* _Task statement_:
Count how many lines in the data below contain the string "post", treating case as significant, and give only that number.

### Data

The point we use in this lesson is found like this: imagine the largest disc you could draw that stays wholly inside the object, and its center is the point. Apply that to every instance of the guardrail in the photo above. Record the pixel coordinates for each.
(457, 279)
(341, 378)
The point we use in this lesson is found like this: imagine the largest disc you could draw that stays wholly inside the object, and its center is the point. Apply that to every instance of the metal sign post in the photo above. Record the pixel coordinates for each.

######
### Data

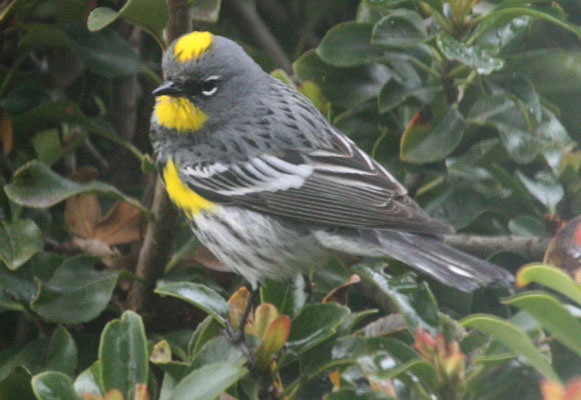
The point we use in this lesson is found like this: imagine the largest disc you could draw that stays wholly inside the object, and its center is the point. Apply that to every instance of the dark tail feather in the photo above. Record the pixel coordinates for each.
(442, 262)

######

* _Reply_:
1